Extracted records:
=== Section Start ===

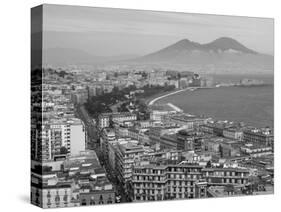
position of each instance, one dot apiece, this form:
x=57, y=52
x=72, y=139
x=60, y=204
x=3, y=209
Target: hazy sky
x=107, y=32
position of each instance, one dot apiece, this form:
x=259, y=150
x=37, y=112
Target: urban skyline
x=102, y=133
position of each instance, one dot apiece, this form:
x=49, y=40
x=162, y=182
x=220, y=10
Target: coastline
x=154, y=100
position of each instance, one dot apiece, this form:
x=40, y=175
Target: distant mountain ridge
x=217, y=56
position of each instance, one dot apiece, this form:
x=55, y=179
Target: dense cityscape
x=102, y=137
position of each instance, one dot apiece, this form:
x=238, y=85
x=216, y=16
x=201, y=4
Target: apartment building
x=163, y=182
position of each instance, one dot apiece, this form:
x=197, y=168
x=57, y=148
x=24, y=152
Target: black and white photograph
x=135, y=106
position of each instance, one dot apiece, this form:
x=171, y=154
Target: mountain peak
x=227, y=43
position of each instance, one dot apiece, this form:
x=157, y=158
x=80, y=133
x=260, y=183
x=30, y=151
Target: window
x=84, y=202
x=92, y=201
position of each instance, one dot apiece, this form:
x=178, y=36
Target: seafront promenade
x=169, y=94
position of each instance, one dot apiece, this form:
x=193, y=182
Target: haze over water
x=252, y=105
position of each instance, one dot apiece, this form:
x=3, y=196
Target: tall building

=== Section End ===
=== Section Start ===

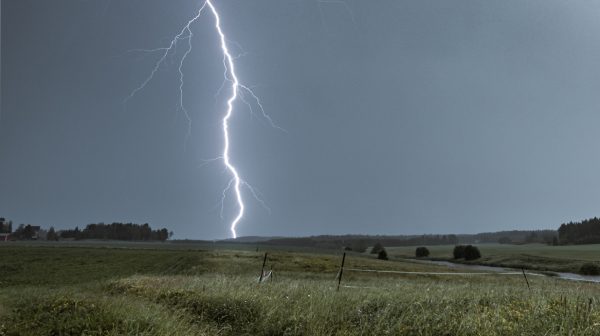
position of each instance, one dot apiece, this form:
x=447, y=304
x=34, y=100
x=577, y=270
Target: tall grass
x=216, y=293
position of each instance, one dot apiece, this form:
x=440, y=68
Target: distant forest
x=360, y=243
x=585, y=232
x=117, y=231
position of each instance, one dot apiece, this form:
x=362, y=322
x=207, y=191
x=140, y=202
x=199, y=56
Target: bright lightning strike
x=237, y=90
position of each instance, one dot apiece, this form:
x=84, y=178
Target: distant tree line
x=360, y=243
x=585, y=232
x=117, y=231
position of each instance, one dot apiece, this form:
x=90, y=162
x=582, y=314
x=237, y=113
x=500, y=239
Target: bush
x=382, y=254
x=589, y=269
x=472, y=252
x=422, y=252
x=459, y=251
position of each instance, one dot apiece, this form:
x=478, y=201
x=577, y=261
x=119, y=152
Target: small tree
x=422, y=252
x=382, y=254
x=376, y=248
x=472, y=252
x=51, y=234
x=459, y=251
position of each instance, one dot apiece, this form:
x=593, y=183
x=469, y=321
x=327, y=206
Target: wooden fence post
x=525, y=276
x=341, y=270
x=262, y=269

=== Section End ===

_Instructions for the task_
From the records above, transcribe without alteration every line from the one with "x=90, y=162" to the one with "x=119, y=152", inclusive.

_Response area_
x=90, y=162
x=582, y=314
x=237, y=113
x=500, y=239
Target: bush
x=382, y=254
x=589, y=269
x=472, y=252
x=422, y=252
x=459, y=251
position of each instance, one dot apiece, this form:
x=478, y=201
x=577, y=261
x=119, y=152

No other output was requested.